TASK DIRECTIONS: Could you render every one of the records below as a Markdown table, with the columns Row and Entry holding a row number and the line itself, and blank lines omitted?

DATA SHOWN:
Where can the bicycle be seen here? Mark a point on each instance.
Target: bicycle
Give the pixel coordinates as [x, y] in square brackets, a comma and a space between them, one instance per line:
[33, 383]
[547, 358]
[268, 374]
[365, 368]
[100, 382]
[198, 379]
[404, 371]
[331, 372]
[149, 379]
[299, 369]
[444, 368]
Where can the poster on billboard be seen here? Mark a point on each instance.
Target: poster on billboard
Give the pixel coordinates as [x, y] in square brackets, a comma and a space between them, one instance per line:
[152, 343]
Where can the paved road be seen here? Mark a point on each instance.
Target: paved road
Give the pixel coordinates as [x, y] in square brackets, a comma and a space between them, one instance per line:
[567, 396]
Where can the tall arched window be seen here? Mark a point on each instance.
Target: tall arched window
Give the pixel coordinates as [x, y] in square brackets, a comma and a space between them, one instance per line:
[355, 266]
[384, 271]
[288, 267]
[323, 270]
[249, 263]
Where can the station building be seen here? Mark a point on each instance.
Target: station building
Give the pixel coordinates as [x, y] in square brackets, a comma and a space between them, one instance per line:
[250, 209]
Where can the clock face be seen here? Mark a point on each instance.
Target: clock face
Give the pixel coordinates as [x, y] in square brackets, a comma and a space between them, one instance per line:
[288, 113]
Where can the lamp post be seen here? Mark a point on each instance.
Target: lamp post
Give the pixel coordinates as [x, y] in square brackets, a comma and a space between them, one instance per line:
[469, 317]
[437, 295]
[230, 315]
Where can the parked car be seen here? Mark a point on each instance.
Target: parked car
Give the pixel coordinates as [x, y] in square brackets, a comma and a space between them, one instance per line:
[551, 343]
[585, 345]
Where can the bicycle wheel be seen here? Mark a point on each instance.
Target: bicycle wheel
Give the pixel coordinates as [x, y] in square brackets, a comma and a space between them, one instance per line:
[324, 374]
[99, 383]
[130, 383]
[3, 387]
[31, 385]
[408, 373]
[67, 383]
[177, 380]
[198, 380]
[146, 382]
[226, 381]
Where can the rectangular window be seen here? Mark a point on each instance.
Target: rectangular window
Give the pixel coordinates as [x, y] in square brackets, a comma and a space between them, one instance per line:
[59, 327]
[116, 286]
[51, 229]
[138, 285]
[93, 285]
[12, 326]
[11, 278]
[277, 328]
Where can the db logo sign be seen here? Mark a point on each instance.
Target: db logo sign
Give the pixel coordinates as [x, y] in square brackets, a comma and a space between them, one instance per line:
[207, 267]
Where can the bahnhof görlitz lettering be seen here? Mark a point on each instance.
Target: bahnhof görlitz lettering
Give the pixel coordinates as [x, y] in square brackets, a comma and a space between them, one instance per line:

CORRECT OUTPUT:
| Row | Entry |
|---|---|
| 1 | Where can the bicycle be seen here? Mark a point on each instance. |
| 2 | Target: bicycle |
| 3 | Give the pixel coordinates as [x, y] in square brackets, a comma and a space between them, one instance per line: |
| 4 | [33, 383] |
| 5 | [547, 358] |
| 6 | [268, 374] |
| 7 | [365, 368] |
| 8 | [100, 382] |
| 9 | [198, 379] |
| 10 | [404, 371] |
| 11 | [331, 372] |
| 12 | [149, 379] |
| 13 | [299, 369] |
| 14 | [444, 368] |
| 15 | Where can the poster on billboard be seen here? Mark a point on each instance. |
| 16 | Target: poster on billboard |
| 17 | Give the pixel coordinates as [x, y] in square brackets, a comma and a space between them, one instance per line: |
| 18 | [152, 343] |
| 19 | Where can the paved road be seen here? Mark a point on each instance. |
| 20 | Target: paved road |
| 21 | Give the pixel coordinates as [x, y] in square brackets, a comma and a space between them, one instance per line: |
| 22 | [567, 396] |
| 23 | Where can the tall arched window be seen here? Mark a point on each instance. |
| 24 | Target: tall arched window |
| 25 | Give the pixel coordinates as [x, y] in square brackets, a comma and a space between them, one instance per line: |
| 26 | [355, 266] |
| 27 | [384, 271] |
| 28 | [288, 267] |
| 29 | [323, 270] |
| 30 | [249, 263] |
| 31 | Where can the station building be seen here? Mark a point on each instance. |
| 32 | Target: station building |
| 33 | Give the pixel coordinates as [x, y] in square brackets, a comma and a space between them, one instance per line: |
| 34 | [250, 209] |
| 35 | Where can the clock face be seen here? Mark a point on each instance. |
| 36 | Target: clock face |
| 37 | Give the pixel coordinates as [x, y] in square brackets, a comma and a space between them, one instance per line: |
| 38 | [288, 113] |
| 39 | Where can the lamp post be seen here? Mark a point on each instance. |
| 40 | Target: lamp post |
| 41 | Give the pixel coordinates as [x, y] in square brackets, a comma and a space between them, one instance per line: |
| 42 | [469, 317] |
| 43 | [437, 295] |
| 44 | [230, 315] |
| 45 | Where can the parked car be seen here? Mark a point on each instance. |
| 46 | Target: parked car |
| 47 | Give the pixel coordinates as [x, y] in square brackets, a comma and a space between them, one instance per line: |
| 48 | [551, 343] |
| 49 | [585, 345] |
| 50 | Where can the bicycle wheel be seen here? Mark a point on each instance. |
| 51 | Target: bicycle wheel |
| 52 | Give the pixel coordinates as [x, y] in square brackets, a comma and a space between them, one instance per line: |
| 53 | [324, 374] |
| 54 | [99, 383] |
| 55 | [130, 383] |
| 56 | [3, 387] |
| 57 | [31, 385] |
| 58 | [408, 373] |
| 59 | [67, 383] |
| 60 | [177, 380] |
| 61 | [198, 380] |
| 62 | [146, 382] |
| 63 | [226, 381] |
| 64 | Where can the rectangular window be seen here? Mark a point on each instance. |
| 65 | Target: rectangular window |
| 66 | Give the pixel coordinates as [x, y] in square brackets, a comma and a space between them, one instance per line: |
| 67 | [59, 327] |
| 68 | [116, 286] |
| 69 | [51, 229] |
| 70 | [138, 285] |
| 71 | [93, 285] |
| 72 | [12, 326] |
| 73 | [11, 278] |
| 74 | [277, 328] |
| 75 | Where can the db logo sign be seen here? Mark a point on each instance. |
| 76 | Target: db logo sign |
| 77 | Give the pixel coordinates as [x, y] in square brackets, a comma and a space between them, one instance per line: |
| 78 | [207, 267] |
| 79 | Where can the bahnhof görlitz lettering be seen here? Mark a point on each instance. |
| 80 | Target: bahnhof görlitz lettering |
| 81 | Give the pixel coordinates as [x, y] in square brackets, a comma and a space between them, one instance per line: |